§ CONSEGNE:
**a.** Nell'estratto su Facebook, come erano considerate le emissioni delle fabbriche inquinanti di sessant'anni fa?
**b.** Scrivi il seguito dell'estratto su Facebook, ripartendo subito dopo la sua ultima frase.

Facebook si pensava come mera azienda tecnologica. Le sue scelte, però, unite al suo successo planetario, sono dense di conseguenze su alcune questioni sociali, dalla privacy all’algoritmo per filtrare le informazioni. Le polemiche sulle notizie false – di grande impatto politico – hanno accelerato un cambiamento. Che qualche editore apprezza.
Già. Un’azienda tecnologica pensa di offrire una tecnologia abilitante. E ritiene che l’uso che se ne fa sia responsabilità altrui. Ma la consapevolezza delle conseguenze di certe scelte tecnologiche, nel tempo emerge. E conduce a una pressione sociale che impone cambiamenti. Un po’ quello che è successo alle fabbriche inquinanti di sessant’anni fa: le emissioni erano considerate “esternalità negative” della produzione e non responsabilità delle aziende. Il rischio che alcune scelte tecniche di Facebook – operate per servire gli utenti che hanno bisogno di un filtro contro l’information overload – generino un sistema che incentiva l’aggregazione di utenti che si piacciono indipendentemente dalla qualità di quello che hanno da dire e favoriscano la confusione tra “fake news” e notizie documentate, rinnova il concetto di esternalità negative nel quadro dell’ecologia dei media. E abbassa il valore dell’esperienza complessiva di chi passa il tempo su Facebook. Il che, col tempo, diventa anche percepibile per gli utenti.

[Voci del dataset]
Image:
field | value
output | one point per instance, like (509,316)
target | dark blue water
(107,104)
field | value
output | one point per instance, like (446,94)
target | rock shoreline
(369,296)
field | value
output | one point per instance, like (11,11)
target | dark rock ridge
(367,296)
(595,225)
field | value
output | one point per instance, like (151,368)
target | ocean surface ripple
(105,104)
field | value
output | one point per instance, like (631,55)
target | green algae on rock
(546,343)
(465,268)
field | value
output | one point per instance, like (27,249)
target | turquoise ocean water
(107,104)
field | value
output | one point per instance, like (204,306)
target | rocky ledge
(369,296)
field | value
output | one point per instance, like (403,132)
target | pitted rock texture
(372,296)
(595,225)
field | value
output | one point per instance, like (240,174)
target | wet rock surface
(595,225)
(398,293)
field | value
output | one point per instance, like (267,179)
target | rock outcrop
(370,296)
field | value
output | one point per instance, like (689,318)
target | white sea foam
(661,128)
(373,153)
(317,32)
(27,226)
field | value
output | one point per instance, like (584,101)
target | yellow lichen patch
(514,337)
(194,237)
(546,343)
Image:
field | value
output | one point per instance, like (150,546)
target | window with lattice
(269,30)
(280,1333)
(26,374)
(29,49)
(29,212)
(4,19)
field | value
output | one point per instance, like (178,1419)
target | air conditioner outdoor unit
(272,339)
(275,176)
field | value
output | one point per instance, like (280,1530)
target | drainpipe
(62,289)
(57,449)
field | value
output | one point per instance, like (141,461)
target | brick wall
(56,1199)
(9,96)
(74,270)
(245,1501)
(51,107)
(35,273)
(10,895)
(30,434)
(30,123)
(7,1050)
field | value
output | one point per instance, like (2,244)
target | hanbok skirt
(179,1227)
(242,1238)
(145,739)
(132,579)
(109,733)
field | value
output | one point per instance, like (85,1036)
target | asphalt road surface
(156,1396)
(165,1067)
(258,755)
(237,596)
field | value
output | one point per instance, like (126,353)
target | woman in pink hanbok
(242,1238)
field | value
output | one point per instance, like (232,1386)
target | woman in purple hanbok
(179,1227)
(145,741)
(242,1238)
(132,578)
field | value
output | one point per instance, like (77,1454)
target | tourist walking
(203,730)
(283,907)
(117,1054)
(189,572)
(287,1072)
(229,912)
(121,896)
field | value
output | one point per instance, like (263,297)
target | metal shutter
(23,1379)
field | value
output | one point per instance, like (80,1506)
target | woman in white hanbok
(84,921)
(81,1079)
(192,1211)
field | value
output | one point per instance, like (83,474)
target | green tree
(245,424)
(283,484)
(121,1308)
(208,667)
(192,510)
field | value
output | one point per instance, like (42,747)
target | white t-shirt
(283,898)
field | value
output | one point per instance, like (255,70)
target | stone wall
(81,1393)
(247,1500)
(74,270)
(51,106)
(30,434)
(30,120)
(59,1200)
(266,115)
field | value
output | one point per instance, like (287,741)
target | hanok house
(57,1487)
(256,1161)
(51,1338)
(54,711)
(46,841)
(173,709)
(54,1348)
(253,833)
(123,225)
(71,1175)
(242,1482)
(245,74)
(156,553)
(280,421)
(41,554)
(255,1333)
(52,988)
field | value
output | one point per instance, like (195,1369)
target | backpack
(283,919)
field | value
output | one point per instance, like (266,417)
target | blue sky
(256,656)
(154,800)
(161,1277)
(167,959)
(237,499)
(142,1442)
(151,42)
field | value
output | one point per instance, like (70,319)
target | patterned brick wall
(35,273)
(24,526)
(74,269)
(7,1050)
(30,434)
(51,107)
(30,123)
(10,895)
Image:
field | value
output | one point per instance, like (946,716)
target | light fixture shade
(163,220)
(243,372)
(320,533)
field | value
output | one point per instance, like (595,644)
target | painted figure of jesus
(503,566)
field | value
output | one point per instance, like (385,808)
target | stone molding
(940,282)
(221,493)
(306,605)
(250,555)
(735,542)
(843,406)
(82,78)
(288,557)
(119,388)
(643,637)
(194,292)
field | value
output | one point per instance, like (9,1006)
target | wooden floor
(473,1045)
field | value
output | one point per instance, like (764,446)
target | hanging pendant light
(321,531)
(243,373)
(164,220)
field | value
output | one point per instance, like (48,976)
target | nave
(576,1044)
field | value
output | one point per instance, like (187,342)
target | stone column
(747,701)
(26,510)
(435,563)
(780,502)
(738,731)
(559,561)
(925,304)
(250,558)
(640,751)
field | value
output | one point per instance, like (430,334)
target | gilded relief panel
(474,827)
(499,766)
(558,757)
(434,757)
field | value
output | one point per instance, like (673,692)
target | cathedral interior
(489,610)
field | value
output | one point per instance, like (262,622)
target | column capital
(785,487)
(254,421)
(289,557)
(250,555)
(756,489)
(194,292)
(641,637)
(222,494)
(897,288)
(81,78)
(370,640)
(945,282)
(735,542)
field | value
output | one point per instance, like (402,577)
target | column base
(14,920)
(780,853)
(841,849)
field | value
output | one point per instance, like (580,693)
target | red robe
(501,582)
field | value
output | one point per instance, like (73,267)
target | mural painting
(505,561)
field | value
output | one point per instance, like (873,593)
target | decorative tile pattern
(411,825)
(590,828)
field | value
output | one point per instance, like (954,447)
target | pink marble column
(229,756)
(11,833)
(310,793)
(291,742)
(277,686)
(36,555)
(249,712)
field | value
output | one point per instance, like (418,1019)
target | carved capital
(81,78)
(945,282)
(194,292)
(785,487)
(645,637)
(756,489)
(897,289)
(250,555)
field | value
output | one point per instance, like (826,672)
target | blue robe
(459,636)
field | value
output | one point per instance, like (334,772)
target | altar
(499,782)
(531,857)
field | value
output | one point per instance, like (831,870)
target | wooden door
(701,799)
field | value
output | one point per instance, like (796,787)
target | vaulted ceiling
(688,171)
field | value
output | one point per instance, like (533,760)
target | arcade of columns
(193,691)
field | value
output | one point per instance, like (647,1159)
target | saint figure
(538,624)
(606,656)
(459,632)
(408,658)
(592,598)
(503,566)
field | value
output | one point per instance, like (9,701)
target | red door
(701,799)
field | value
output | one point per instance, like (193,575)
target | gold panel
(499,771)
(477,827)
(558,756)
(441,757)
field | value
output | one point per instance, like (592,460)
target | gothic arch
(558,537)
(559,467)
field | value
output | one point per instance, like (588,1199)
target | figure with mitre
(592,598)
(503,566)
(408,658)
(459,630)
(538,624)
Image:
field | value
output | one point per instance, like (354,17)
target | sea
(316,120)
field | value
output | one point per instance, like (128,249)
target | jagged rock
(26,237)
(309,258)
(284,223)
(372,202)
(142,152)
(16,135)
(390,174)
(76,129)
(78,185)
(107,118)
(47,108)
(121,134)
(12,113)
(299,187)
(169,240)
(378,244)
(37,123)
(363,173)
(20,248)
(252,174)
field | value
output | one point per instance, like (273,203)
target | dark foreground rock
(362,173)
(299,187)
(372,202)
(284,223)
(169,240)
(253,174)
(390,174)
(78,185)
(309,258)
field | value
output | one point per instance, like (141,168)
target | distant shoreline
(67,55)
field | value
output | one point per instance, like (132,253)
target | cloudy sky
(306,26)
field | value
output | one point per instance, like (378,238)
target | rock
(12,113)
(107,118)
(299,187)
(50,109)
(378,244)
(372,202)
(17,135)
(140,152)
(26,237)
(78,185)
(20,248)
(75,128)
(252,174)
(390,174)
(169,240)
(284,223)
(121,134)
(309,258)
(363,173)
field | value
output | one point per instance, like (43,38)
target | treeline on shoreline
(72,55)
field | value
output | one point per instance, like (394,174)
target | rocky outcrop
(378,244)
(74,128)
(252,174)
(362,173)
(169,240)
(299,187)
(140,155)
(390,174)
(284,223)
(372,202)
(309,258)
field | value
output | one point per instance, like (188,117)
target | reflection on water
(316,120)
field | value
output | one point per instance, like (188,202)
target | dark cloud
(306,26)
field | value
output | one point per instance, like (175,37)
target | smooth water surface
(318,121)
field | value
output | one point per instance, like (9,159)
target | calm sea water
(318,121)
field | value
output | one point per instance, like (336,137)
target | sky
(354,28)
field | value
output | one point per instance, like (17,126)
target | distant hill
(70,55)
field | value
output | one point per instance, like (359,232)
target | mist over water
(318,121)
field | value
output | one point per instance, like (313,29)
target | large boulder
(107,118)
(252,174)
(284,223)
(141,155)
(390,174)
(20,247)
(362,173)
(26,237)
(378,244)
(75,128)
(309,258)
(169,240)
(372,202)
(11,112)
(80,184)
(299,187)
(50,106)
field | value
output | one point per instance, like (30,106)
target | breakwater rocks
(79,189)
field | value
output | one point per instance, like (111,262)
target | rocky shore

§ SOLUZIONI:
**a.** Erano considerate "esternalità negative" della produzione e non responsabilità delle aziende.

**b.**
Ma per Facebook questo è un rischio da contrastare. Non basteranno legioni di correttori di “fake news” pagati da Facebook per limitare quel fenomeno. La strategia fondamentale è quella di chiamare in causa “terze parti” che facciano un lavoro di factchecking e che aumentino la qualità complessiva dell’informazione che circola sul social network. Gli editori tradizionali sono buoni canditati a svolgere questo ruolo. Purché abbiano di che campare. E l’annunciato servizio che Facebook offrirà agli editori che vogliano far pagare l’accesso alle loro notizie può essere letto anche come frutto della nuova attenzione che l’azienda fondata da Mark Zuckerberg sembra voler riservare a questa particolare categoria di clienti.
Il problema è se gli editori dovrebbero gioire di questo nuovo atteggiamento di Facebook o no. In realtà, la maggior parte del problema, gli editori se lo sono creati da soli, non comprendendo internet in tempo e lasciando che piattaforme come Google e Facebook diventassero padrone del traffico in rete, togliendo centralità alle aziende editoriali tradizionali. E allo stesso modo, il grande recupero strategico degli editori avverrà quando, avendo finalmente compreso la rete, come pare stia avvenendo, ne faranno un’interpretazione tale da valorizzare la qualità del metodo con il quale i loro giornalisti raccolgono e riportano l’informazione. Se tale qualità esiste davveo e se verrà veicolata con tecnologie innovative, adatte alla contemporaneità, anche i lettori ne riconosceranno il valore. E Facebook sarà, quello che è giusto sia: una piattaforma che ha un grande peso nell’ecologia dei media. Ma non una monocultura totalizzante.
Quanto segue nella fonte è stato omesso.